** Data for this task **

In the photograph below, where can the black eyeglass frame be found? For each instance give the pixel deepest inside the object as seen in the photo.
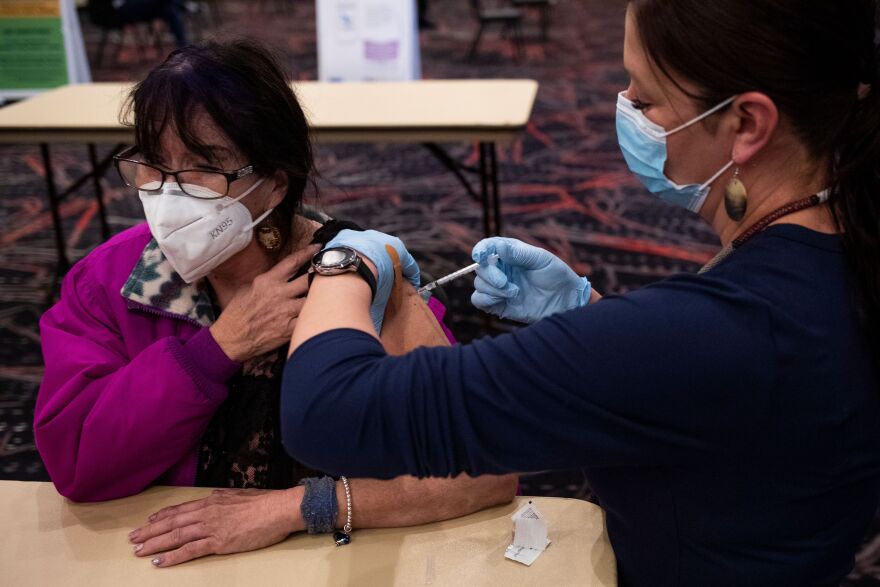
(230, 176)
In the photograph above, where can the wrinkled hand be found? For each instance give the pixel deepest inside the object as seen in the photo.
(371, 244)
(262, 317)
(527, 283)
(228, 521)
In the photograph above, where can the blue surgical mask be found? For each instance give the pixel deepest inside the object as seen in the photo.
(644, 147)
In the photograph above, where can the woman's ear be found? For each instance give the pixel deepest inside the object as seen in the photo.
(757, 119)
(279, 183)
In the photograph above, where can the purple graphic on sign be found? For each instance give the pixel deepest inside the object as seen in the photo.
(381, 51)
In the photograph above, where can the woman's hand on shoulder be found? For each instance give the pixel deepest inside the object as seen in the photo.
(261, 317)
(226, 522)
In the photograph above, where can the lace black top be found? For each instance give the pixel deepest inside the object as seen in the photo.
(242, 445)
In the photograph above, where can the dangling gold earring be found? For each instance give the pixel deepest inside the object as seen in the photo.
(270, 237)
(736, 198)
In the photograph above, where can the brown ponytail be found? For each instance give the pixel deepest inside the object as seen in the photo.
(856, 197)
(816, 60)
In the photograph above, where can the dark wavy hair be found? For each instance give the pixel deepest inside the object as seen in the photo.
(242, 87)
(815, 59)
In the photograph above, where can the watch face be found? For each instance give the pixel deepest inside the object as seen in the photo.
(333, 257)
(335, 261)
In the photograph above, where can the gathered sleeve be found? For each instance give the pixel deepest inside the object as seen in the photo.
(108, 424)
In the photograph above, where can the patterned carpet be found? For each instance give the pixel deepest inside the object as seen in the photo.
(564, 184)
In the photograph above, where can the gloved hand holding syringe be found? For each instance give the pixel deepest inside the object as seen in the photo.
(454, 275)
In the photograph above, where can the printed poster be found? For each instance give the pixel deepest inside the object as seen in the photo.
(41, 47)
(368, 40)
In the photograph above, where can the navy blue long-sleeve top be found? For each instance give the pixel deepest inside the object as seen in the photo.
(729, 422)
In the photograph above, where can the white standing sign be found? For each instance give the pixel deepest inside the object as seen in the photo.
(368, 40)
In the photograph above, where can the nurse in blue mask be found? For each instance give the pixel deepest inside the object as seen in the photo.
(728, 420)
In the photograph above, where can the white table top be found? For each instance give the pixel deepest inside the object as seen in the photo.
(432, 110)
(47, 540)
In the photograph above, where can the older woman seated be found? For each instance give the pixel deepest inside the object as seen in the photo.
(163, 356)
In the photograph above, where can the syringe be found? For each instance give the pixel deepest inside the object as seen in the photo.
(454, 275)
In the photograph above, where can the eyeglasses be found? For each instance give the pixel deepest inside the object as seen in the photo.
(198, 183)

** Problem **
Reproduce the records from the line with "In the photograph above, where can the navy" through the end of the records, swapping "pixel" for "point" and leaving everything else unchanged.

** Output below **
In the photograph above, where can the navy blue long-sleeve top be found? For each instance give the point deepest inside the object as seen in the photo.
(729, 422)
In the photograph above, where can the white standing sign be found? For each instance give the point deepest inside the object as seen in the photo.
(368, 40)
In the photograph above, where can the nurse in blue mask be found? For each instance give the point deepest inside the object as seen in the photo.
(728, 420)
In the photograph above, where can the white table top be found? For each instance give the point deepest inside the object as seen in the photo.
(432, 110)
(47, 540)
In the photograph above, where can the older woman seated be found? For each instance give the point deepest inside the object as seen in the photo.
(163, 356)
In the photograph above, where can the syringe be found? For each instance give the point deepest inside the object as seen in the photo.
(454, 275)
In the photograph above, where can the eyeglasses be found? For each instance give the point deepest inside the object as seen in the photo.
(198, 183)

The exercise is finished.